Copy out the lines from the one containing "the white countertop" through the last line below, inclusive, swapping "provided image" for "supplied image" and leaving all else unchanged.

┌─ Entries supplied

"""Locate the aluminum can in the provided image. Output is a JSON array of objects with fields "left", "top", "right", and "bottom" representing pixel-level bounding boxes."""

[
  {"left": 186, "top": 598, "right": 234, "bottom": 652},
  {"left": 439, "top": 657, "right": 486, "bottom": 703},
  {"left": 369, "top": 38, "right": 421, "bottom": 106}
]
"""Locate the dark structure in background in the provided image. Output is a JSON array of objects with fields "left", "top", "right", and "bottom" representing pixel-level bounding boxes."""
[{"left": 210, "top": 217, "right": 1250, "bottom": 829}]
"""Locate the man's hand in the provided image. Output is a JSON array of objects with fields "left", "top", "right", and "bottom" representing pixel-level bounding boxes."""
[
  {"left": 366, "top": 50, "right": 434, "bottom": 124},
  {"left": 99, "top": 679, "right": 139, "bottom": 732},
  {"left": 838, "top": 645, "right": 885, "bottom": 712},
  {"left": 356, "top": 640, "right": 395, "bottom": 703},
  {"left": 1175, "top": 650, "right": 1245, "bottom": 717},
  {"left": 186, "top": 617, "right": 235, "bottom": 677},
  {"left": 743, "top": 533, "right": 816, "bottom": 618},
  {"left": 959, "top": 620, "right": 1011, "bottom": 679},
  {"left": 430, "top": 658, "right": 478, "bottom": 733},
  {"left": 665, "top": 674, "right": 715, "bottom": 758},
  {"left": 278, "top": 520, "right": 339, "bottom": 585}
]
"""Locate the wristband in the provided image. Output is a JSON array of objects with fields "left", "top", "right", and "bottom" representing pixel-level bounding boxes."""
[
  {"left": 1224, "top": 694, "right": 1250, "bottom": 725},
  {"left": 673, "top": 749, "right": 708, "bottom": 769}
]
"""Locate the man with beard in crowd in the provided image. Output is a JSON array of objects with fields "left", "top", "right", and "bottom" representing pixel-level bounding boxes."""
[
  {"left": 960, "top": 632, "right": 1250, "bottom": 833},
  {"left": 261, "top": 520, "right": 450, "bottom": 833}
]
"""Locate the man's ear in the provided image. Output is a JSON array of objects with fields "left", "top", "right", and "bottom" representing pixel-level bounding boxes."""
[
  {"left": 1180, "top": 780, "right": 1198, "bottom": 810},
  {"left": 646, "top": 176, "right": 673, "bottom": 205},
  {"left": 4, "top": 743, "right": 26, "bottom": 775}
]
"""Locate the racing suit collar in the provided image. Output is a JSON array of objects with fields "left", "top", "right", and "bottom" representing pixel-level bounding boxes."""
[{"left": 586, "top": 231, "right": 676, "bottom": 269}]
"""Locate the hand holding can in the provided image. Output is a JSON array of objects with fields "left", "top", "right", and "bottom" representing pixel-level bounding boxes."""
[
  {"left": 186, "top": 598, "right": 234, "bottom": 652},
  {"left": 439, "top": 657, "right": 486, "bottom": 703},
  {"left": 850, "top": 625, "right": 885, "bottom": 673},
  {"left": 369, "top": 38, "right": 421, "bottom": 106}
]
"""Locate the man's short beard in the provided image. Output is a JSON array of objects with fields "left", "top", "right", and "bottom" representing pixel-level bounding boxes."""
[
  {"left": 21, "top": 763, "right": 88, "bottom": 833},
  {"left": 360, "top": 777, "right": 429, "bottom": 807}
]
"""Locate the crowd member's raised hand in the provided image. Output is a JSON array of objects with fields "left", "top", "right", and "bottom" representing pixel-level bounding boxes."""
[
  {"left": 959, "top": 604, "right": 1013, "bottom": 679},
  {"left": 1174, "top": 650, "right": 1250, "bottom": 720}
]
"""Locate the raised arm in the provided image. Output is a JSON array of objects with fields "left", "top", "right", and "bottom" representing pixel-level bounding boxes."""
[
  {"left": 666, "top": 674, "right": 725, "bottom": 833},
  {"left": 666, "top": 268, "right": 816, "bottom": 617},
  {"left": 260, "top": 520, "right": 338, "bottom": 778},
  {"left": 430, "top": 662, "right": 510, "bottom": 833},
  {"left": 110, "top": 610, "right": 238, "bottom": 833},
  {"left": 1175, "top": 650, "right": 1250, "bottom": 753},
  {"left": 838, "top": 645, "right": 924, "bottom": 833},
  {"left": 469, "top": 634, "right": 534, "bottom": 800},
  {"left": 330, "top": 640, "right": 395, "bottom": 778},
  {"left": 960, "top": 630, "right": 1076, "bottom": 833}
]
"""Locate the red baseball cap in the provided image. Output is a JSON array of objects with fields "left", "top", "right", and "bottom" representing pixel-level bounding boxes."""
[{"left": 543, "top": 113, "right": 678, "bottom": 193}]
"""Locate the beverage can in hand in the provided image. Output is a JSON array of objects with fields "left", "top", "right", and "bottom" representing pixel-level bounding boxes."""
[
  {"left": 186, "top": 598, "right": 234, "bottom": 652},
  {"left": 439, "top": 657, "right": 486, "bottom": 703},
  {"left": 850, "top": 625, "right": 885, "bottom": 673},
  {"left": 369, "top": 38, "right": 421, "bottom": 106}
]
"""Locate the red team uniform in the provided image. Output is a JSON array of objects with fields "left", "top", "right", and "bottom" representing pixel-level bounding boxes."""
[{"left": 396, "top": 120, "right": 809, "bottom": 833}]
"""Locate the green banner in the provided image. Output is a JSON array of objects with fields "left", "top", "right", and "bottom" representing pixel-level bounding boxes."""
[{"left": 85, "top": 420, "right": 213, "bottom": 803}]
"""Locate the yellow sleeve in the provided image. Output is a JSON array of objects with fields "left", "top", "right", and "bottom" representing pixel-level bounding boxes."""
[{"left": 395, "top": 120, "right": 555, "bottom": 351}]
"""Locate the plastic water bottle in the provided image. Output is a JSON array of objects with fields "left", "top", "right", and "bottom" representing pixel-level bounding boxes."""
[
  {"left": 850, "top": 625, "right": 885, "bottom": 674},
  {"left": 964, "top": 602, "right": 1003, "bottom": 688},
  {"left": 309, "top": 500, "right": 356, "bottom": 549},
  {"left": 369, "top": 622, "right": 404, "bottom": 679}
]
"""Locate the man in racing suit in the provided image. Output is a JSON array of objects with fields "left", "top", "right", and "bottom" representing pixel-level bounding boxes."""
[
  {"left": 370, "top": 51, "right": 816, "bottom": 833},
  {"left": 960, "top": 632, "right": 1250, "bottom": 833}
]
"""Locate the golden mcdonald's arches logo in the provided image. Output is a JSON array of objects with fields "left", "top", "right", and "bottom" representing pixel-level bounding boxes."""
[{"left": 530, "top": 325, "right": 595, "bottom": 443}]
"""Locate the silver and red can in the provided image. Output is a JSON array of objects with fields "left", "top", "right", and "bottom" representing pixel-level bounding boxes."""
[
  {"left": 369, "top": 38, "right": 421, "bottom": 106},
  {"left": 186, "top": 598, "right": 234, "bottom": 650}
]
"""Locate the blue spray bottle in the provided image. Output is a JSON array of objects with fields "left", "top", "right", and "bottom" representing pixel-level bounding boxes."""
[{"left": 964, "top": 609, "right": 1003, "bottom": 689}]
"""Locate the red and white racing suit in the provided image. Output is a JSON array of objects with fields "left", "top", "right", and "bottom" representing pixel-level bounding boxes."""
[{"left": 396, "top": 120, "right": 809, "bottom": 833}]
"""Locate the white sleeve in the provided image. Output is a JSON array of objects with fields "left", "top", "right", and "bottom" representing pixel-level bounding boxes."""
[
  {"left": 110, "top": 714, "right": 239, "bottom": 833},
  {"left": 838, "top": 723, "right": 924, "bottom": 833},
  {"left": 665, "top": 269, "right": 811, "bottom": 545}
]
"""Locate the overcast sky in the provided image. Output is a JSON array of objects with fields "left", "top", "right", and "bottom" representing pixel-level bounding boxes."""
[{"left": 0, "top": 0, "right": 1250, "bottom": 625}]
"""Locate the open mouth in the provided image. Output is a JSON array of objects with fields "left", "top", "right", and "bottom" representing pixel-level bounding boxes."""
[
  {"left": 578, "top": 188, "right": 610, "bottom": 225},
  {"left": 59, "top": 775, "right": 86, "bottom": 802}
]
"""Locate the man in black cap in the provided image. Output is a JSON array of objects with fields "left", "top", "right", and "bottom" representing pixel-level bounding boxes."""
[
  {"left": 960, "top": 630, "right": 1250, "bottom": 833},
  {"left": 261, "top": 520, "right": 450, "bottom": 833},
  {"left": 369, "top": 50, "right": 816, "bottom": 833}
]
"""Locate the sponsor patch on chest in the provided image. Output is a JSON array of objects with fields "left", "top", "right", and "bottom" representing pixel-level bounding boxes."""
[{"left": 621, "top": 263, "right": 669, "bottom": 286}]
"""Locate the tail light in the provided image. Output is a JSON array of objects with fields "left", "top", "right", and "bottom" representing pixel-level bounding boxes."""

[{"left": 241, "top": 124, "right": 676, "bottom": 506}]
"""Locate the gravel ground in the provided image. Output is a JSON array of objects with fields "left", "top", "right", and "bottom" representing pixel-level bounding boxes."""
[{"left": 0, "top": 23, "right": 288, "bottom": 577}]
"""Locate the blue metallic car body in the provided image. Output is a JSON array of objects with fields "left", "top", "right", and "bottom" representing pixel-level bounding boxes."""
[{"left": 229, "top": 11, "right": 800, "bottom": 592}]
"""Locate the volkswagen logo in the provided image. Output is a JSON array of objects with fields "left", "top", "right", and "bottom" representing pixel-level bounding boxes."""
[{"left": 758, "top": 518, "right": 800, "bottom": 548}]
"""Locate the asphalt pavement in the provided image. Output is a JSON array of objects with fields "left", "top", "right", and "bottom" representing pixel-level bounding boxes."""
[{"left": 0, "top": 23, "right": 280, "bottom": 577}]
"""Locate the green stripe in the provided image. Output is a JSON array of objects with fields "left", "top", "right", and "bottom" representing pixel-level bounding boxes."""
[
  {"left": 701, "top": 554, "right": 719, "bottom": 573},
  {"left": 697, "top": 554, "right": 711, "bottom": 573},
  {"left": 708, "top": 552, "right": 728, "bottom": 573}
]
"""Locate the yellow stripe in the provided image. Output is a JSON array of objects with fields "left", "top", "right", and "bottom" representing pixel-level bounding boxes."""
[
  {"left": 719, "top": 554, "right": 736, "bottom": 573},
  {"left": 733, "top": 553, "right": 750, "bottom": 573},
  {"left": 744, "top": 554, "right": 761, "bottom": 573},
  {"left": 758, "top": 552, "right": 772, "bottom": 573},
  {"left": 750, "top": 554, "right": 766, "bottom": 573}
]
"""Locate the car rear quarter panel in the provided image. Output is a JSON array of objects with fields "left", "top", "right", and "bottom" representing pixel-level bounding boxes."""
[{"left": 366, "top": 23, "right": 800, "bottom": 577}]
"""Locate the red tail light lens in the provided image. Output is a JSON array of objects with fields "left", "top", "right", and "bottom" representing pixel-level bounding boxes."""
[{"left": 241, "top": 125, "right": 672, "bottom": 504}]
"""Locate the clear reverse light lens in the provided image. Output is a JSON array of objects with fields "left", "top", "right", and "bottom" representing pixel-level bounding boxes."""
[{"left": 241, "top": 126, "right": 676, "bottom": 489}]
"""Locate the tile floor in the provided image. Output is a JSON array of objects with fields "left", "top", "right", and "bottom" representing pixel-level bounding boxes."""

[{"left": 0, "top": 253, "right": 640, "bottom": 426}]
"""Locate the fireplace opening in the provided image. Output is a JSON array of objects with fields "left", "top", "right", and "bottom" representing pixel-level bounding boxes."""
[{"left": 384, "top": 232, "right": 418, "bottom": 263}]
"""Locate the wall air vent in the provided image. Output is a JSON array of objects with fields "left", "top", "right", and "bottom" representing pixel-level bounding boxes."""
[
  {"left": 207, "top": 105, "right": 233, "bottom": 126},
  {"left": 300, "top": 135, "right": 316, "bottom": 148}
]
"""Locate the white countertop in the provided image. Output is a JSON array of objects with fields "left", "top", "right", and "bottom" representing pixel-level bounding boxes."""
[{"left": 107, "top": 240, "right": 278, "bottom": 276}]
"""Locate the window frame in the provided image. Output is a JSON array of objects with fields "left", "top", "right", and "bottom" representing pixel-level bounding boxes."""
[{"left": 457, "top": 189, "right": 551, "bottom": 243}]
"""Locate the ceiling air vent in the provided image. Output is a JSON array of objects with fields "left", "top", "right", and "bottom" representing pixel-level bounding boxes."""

└─

Solution to the exercise:
"""Locate the white countertop in the supplied image. Output is a JSON array of objects with fields "left", "top", "right", and "bottom" representing pixel-level bounding boxes."""
[{"left": 107, "top": 240, "right": 278, "bottom": 276}]
"""Locate the window frame in the supplied image. Output is a JSON array of objects with fields "left", "top", "right", and "bottom" representing pixel-level bounding boxes."""
[{"left": 457, "top": 189, "right": 551, "bottom": 243}]
"""Locate the ceiling air vent in the supplied image. Output is a JSON array of objects with fields "left", "top", "right", and "bottom" representing pixel-level bounding boxes."""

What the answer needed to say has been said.